··· THE INPUT

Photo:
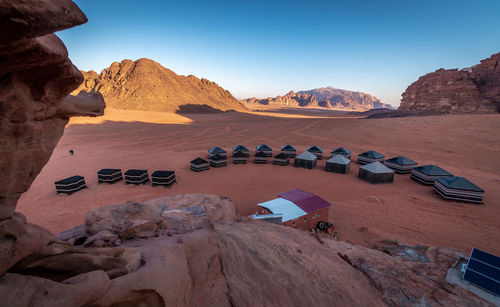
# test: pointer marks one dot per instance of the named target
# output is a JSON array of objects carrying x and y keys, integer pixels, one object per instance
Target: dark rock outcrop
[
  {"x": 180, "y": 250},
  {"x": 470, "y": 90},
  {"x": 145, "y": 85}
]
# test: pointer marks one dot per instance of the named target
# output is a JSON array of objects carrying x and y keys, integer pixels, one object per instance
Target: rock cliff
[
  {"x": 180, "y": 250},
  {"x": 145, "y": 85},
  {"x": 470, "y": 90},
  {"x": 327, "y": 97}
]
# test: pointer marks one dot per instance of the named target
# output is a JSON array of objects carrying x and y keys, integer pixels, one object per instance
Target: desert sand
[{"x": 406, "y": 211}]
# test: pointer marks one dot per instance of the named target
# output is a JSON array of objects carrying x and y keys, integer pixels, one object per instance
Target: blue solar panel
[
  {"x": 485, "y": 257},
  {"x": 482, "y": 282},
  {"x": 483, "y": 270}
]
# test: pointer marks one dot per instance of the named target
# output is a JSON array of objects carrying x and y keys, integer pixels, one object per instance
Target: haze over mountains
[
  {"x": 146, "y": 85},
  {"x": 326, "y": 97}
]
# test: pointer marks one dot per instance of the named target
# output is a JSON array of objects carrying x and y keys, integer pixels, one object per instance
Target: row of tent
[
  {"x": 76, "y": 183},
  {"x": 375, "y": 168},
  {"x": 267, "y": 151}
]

······
··· THE INPUT

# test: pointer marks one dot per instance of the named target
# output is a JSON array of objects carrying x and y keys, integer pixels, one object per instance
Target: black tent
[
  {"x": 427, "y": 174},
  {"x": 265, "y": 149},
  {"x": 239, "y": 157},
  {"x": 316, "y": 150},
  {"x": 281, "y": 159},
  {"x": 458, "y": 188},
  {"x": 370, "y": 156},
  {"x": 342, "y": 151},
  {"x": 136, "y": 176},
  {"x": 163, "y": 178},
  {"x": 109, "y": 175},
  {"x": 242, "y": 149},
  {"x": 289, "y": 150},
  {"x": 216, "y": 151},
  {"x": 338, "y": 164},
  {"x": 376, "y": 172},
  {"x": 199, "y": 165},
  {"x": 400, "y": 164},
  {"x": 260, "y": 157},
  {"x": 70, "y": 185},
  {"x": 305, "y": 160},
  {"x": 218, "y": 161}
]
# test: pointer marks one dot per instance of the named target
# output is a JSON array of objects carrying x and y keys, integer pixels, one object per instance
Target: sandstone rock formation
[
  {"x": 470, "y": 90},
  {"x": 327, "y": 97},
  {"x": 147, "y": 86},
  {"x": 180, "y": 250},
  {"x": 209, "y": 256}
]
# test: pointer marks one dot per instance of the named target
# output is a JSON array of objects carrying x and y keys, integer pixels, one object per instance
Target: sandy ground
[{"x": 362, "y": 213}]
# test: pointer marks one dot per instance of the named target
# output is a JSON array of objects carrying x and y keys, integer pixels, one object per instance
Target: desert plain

······

Could you set down, word for word, only the lines above from the line with "Target: sandy ground" to the line with "Target: desert plain", including both?

▸ SOLUTION TO THE PROBLEM
Target: sandy ground
[{"x": 362, "y": 213}]
# test: pointer marks one dot per instance of the named target
# output is a JSON array of objects carrying x and y keys, integer pixels, one object per instance
Target: desert plain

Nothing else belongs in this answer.